### TEXT BLOCK
□ □ □ □ □
It developed a severe downside scenario, which involved a 15 per cent drop in gross domestic product (GDP), a rise in unemployment to over 13 per cent, and a fall in national house prices of over 30 per cent.

According to APRA, the scenario assumed that banks do not take any mitigating actions, such as raising capital or reducing operating costs.

The result was a 5 percentage point fall in CET1 capital ratio of the banking system, from 11.6 per cent to 6.6 per cent, but this remains well above the 4.5 per cent minimum capital requirement, and does not take into account any mitigating actions that would offset this impact.

“The tests indicated that Australia’s banking system could withstand a very severe economic downturn and continue to support the economy by supplying credit to households and businesses,” APRA said.

Capital management plan needed

Nevertheless, in his letter to ADIs and insurers, Mr Byres warned that banks and insurers must continue to support household and businesses as a high level of uncertain remains in the outlook for the operating environment.

He said all entities should remain vigilant and carefully plan capital management, which he said should include:

  • Regular stress testing to assess financial resilience in various scenarios, including severe but plausible downturn conditions;
  • Assurance on the capacity to continue to lend and underwrite insurance, with the use of capital buffers to absorb the impacts of stress if needed;
  • A “rigorous” approach to recovery planning to ensure financial institutions are prepared to activate contingency measures and respond to conditions if needed; and
  • Caution on capital distribution, with an ongoing measured approach to dividends in a heightened risk environment.
□ □ □ □ □
### GIVEN RECORDS
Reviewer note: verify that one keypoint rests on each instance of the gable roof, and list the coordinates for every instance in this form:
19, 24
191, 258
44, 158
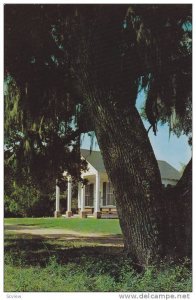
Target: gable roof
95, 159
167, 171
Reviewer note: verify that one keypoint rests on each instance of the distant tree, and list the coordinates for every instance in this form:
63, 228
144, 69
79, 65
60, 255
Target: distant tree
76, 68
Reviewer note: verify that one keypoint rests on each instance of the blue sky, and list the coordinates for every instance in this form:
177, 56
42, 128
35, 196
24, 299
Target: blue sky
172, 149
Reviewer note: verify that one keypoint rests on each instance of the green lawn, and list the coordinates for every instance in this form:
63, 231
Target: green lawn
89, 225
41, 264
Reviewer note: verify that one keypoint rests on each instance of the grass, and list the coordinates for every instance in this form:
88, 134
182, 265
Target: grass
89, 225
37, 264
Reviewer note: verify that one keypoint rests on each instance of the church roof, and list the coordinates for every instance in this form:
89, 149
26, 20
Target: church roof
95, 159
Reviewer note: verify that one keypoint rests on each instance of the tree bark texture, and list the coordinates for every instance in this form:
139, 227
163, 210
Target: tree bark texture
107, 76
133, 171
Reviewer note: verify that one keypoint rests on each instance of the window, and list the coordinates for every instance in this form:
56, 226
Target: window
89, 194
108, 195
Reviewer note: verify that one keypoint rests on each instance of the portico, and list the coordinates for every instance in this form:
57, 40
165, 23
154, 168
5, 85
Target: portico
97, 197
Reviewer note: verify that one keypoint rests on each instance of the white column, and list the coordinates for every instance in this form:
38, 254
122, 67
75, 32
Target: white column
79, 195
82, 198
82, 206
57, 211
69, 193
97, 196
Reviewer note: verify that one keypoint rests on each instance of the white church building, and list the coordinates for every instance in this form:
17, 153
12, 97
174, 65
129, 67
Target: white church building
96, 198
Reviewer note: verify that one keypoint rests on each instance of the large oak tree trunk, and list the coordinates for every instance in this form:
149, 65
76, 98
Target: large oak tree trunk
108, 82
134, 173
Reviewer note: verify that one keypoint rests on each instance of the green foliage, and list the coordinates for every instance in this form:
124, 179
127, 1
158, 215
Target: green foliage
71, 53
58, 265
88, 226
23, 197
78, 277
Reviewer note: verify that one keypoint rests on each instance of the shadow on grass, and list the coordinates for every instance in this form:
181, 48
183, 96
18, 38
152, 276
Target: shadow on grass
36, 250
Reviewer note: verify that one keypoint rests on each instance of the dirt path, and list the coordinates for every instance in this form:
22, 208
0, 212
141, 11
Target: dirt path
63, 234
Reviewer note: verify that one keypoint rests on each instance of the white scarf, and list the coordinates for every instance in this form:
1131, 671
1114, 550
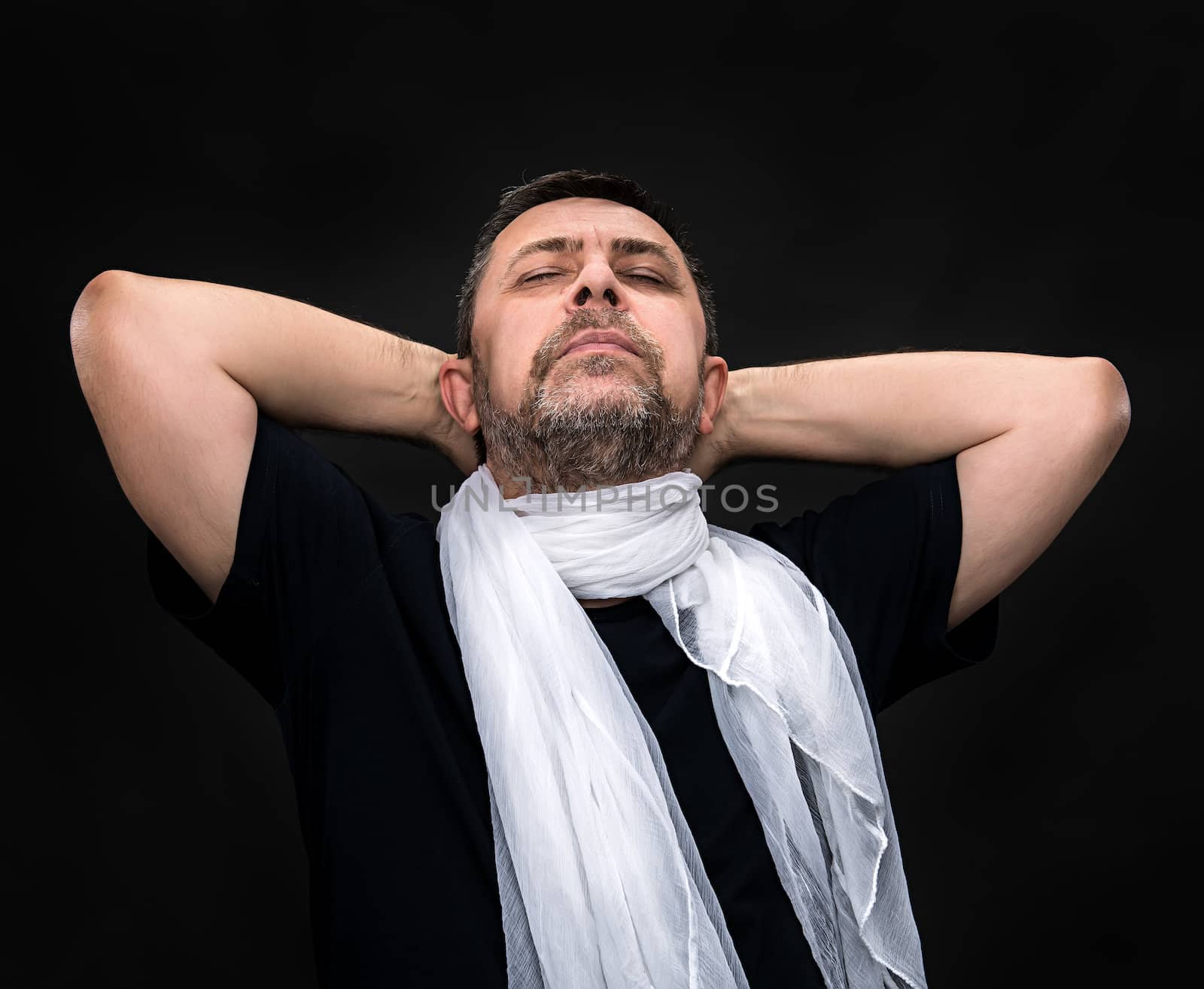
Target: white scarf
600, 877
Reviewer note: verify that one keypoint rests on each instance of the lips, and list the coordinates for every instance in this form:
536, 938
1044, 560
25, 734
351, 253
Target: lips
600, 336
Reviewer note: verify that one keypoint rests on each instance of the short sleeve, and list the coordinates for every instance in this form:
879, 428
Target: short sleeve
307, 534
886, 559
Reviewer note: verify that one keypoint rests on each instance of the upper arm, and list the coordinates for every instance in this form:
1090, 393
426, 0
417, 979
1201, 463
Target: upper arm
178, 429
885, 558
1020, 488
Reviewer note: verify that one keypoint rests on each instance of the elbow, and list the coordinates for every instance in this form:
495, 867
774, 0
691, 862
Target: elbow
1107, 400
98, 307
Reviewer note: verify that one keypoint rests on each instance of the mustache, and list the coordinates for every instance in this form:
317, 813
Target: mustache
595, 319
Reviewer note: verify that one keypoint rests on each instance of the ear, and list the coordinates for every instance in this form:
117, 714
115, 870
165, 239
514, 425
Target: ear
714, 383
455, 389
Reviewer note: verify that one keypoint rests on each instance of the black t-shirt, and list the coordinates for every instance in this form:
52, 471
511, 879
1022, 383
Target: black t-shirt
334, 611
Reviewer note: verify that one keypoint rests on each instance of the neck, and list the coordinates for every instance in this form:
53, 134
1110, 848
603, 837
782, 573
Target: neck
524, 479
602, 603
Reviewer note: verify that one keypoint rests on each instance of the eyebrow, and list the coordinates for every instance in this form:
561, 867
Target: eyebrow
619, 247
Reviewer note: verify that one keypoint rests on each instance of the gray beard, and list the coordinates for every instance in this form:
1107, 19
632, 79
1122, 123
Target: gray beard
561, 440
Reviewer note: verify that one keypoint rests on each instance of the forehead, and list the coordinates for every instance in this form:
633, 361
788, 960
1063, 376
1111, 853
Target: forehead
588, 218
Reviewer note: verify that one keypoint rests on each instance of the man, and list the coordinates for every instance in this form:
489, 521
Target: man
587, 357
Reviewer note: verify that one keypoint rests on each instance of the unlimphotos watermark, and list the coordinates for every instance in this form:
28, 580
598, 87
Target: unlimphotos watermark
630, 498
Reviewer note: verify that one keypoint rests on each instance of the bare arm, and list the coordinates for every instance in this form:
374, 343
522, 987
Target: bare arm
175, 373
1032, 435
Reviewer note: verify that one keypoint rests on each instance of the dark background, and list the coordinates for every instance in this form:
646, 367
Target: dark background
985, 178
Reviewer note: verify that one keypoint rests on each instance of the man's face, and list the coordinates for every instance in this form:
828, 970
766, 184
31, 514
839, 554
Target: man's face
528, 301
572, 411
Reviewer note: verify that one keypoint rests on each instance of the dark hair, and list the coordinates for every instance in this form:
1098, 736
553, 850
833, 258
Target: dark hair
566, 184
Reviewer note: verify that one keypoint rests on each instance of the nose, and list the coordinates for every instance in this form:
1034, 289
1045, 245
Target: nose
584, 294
□ □ □ □ □
### AIM A
Translate this sentence from the bank stress-test text into Spanish: "According to APRA, the scenario assumed that banks do not take any mitigating actions, such as raising capital or reducing operating costs."
### AIM B
In the bank stress-test text, what CET1 capital ratio did the banking system reach in the severe downside scenario?

### ANSWER A
Según APRA, el escenario suponía que los bancos no toman ninguna medida de mitigación, como aumentar el capital o reducir los costos operativos.

### ANSWER B
6.6 per cent, down from 11.6 per cent.